┌────────

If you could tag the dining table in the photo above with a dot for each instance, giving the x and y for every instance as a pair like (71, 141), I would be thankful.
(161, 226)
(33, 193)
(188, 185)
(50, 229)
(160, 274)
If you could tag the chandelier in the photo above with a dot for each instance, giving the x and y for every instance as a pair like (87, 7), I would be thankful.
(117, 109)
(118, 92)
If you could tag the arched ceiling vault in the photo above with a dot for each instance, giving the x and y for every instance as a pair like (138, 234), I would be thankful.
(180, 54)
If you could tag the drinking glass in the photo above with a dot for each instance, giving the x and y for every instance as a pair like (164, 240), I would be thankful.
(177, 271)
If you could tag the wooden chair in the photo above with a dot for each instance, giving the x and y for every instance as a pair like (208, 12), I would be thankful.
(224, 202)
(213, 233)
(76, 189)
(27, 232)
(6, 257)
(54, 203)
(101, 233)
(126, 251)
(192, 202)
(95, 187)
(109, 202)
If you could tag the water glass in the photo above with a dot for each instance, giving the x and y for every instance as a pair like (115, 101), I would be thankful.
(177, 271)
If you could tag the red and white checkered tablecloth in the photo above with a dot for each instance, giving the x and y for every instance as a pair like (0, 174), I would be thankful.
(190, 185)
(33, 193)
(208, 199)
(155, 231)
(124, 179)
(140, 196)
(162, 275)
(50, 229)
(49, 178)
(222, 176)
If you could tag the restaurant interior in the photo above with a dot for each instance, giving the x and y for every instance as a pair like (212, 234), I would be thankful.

└────────

__THE REQUEST__. Recast the rows above, from the line with "If you could tag the drinking" through the last row, as a Markdown table with the columns No. and Text. Number each line in the No. column, place the line itself in the Text column, and leave out any blank lines.

__WRITTEN ANSWER__.
| No. | Text |
|---|---|
| 1 | If you could tag the drinking glass in the photo above with a dot for each instance, giving the x and y for every instance as a pair like (164, 240), I would be thankful. |
| 2 | (177, 271) |
| 3 | If you could tag the wooden chair in the photo above with a dot for each instance, giving the x and y for every instance as a pair like (208, 12), I would be thankful. |
| 4 | (224, 202) |
| 5 | (213, 233) |
| 6 | (76, 189) |
| 7 | (27, 232) |
| 8 | (6, 257) |
| 9 | (54, 203) |
| 10 | (101, 233) |
| 11 | (126, 251) |
| 12 | (192, 202) |
| 13 | (95, 187) |
| 14 | (109, 202) |
| 15 | If you could tag the water glass in the photo above with a dot for each instance, giving the x and y for every instance as a pair like (115, 101), I would be thankful. |
| 16 | (177, 271) |
| 17 | If you could tag the red and white checkered tablecloth in the photo above with a dot for each instance, giving the x and y for every instance as a pair like (0, 174), I would be thankful. |
| 18 | (190, 185) |
| 19 | (33, 193) |
| 20 | (208, 199) |
| 21 | (155, 231) |
| 22 | (124, 179) |
| 23 | (140, 196) |
| 24 | (162, 275) |
| 25 | (50, 229) |
| 26 | (49, 178) |
| 27 | (222, 176) |
| 28 | If you could tag the restaurant interior in the photo above with a dot for each instance, giving the x and y for every instance as a pair like (212, 234), I would be thankful. |